◆ TASK BRIEF
Give back word for word every line from the one that includes "Each instance of the tall" through the last line of the listing, and nothing besides.
▽
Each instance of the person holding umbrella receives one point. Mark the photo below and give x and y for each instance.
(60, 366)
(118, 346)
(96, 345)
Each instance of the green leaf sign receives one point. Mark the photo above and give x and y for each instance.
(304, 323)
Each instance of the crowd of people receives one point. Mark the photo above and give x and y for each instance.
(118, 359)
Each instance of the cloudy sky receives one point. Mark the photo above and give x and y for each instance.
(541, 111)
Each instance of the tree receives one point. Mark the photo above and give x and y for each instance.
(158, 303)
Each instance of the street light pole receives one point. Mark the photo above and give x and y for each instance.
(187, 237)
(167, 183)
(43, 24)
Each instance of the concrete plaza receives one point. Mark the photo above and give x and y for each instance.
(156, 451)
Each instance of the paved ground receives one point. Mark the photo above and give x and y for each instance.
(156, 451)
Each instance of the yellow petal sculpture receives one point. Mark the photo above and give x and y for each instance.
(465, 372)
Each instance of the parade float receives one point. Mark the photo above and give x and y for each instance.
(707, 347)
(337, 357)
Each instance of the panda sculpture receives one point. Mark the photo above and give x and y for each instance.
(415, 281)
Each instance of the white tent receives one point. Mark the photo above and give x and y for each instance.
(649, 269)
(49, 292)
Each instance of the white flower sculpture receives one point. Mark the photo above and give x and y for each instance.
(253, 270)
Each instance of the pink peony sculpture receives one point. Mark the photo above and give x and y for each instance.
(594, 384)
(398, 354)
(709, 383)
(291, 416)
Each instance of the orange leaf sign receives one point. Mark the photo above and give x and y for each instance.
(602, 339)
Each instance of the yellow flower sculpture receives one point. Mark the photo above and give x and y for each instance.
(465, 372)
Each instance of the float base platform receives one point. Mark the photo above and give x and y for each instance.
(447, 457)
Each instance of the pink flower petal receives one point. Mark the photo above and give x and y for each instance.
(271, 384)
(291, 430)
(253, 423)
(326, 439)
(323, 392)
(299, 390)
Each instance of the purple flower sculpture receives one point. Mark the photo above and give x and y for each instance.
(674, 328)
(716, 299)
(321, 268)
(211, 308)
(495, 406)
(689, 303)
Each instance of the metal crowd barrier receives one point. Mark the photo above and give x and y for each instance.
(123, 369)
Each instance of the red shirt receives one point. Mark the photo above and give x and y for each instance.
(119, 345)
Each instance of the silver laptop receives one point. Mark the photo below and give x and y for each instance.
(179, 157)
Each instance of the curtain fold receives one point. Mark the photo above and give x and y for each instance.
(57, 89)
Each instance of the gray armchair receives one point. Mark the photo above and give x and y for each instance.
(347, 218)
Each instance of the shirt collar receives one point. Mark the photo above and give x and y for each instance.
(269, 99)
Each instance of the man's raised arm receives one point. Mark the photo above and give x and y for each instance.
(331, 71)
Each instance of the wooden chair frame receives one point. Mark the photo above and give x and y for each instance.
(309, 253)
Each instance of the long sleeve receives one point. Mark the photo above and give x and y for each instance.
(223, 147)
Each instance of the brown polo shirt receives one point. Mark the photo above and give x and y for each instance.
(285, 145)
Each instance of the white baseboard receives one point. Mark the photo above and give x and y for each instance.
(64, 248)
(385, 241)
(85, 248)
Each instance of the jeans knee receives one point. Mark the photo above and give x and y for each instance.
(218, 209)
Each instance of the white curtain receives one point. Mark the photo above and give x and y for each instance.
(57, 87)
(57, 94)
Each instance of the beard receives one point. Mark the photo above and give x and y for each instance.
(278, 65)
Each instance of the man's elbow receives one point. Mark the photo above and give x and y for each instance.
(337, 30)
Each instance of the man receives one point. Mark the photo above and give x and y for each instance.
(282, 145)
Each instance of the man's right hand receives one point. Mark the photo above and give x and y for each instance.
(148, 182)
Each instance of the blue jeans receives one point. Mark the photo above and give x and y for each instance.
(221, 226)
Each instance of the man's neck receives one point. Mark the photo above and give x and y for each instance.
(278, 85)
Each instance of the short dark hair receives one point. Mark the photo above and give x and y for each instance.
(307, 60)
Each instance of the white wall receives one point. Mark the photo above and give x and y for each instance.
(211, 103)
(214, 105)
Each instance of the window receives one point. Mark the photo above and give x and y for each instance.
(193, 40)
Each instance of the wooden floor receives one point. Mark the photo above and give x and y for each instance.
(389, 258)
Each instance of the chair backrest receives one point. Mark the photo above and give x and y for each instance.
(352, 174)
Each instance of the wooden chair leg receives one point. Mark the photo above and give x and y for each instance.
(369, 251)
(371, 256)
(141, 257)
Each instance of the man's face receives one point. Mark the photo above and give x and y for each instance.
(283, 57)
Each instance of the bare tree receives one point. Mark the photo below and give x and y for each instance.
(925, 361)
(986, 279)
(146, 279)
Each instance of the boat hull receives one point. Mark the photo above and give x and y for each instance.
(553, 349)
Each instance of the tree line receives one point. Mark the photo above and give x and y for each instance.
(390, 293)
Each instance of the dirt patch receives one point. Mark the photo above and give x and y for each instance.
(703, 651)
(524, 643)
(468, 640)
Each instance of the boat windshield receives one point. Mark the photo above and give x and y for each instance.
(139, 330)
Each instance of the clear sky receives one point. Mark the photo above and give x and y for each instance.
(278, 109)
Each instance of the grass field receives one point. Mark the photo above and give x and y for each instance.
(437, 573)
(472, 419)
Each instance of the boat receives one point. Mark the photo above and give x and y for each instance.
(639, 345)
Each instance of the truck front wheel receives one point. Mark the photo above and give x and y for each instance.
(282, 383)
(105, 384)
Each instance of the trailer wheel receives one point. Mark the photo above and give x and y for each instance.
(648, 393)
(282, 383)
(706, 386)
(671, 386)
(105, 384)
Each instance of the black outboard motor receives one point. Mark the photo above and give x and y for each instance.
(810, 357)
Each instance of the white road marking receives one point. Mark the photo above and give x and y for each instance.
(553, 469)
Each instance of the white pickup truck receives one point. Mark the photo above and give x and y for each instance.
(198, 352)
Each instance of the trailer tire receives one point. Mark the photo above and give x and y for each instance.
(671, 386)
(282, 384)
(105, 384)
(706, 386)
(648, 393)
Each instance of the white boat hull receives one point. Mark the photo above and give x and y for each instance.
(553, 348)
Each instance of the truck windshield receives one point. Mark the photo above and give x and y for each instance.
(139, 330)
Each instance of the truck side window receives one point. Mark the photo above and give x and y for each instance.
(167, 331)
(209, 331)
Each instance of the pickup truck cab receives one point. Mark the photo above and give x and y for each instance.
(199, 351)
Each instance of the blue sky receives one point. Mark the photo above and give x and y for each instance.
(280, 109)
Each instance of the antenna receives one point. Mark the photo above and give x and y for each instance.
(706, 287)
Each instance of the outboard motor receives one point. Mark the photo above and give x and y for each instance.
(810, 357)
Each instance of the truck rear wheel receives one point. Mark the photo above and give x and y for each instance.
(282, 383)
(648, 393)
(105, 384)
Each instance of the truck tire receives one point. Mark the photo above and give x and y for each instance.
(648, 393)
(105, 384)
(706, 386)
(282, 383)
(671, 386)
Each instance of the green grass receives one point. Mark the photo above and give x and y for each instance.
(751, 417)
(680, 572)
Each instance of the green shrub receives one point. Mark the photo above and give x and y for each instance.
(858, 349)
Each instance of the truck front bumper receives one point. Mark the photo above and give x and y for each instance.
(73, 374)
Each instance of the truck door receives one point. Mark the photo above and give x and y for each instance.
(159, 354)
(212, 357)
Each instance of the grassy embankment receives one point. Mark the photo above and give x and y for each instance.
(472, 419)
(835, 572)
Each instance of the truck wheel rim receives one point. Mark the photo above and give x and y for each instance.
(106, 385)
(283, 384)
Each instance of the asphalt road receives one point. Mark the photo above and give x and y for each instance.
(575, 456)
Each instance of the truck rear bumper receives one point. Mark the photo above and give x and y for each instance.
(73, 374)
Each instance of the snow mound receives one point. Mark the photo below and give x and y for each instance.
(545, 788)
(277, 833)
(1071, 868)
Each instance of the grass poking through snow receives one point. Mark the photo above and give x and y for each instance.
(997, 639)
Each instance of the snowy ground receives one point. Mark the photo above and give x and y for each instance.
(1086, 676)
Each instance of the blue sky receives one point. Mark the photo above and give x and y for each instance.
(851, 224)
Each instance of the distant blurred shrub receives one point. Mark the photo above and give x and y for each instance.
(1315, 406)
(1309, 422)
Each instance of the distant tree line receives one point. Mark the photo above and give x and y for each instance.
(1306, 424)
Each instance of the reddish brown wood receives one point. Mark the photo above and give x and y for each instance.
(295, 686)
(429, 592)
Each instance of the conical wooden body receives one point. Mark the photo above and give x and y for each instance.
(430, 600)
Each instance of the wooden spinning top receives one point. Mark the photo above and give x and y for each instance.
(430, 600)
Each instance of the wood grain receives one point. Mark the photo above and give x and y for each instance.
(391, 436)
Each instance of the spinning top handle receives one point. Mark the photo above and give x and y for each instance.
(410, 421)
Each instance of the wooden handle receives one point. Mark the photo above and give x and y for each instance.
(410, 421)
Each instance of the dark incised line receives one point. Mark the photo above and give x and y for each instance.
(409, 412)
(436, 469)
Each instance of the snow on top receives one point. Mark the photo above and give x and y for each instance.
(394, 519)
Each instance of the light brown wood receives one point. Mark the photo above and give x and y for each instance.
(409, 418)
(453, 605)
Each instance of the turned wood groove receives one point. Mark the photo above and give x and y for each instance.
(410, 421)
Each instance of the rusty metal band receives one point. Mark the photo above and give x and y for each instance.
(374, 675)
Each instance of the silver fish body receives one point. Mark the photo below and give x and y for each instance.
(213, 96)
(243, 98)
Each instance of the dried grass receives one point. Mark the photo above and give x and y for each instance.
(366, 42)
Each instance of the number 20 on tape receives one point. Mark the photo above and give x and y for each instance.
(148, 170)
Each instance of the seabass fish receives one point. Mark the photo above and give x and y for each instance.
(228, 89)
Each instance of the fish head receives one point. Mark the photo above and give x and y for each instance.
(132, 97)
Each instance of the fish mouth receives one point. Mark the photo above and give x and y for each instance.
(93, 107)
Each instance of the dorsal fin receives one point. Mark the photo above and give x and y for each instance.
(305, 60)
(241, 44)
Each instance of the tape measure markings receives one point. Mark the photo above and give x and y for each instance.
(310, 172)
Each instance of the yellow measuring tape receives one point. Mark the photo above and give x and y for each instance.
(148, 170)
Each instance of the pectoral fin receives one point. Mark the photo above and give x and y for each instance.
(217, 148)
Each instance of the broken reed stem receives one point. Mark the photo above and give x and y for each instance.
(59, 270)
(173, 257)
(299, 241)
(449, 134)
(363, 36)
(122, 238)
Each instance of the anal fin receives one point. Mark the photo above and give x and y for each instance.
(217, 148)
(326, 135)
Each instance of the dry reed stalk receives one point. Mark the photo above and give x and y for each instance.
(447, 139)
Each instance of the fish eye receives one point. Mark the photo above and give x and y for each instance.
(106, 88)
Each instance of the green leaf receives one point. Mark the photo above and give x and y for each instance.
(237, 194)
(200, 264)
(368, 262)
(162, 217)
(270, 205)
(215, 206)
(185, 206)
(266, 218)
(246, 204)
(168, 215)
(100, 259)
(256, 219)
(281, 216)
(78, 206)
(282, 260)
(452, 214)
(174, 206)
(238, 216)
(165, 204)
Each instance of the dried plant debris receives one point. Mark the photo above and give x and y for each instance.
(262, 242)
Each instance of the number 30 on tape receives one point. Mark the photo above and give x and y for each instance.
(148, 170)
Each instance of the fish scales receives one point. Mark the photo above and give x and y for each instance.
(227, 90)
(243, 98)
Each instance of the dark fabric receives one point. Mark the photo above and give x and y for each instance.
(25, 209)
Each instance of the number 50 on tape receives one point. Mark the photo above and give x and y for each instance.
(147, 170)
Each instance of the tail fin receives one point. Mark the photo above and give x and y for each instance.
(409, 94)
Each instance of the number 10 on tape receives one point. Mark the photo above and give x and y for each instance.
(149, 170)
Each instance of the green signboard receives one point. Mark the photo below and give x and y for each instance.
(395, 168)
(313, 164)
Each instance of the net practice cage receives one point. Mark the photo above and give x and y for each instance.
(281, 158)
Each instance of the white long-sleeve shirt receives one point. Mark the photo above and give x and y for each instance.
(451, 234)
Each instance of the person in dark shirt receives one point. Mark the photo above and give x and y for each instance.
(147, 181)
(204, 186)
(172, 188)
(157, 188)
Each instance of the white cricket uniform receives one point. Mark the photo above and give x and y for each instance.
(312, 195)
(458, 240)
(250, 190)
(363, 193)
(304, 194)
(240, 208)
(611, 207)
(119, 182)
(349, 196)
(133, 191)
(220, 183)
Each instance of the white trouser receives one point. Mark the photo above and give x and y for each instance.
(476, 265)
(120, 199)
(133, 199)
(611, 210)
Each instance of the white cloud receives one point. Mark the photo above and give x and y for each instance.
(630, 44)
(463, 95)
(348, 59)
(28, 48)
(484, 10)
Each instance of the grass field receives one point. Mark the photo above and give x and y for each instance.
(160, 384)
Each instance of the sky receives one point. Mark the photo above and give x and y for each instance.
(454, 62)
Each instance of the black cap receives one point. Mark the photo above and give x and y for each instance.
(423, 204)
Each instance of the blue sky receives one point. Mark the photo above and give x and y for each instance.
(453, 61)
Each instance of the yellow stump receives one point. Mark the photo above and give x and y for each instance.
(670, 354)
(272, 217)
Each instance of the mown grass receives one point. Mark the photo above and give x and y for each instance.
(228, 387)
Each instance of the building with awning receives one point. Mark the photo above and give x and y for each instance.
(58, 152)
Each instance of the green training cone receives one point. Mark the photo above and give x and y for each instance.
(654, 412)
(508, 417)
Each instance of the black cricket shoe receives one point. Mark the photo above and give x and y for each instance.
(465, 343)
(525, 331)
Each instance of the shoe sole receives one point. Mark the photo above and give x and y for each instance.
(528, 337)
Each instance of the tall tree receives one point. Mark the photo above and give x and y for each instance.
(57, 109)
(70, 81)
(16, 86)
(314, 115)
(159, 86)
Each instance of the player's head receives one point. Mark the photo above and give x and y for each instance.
△
◆ YOUR SOLUTION
Each instance of the tall tree receives one point. Mark the photo above and give x and y for each instance.
(57, 109)
(70, 81)
(16, 86)
(314, 115)
(159, 86)
Each instance of the player's head receives one point. Mark the photo above and give x and y for each instance.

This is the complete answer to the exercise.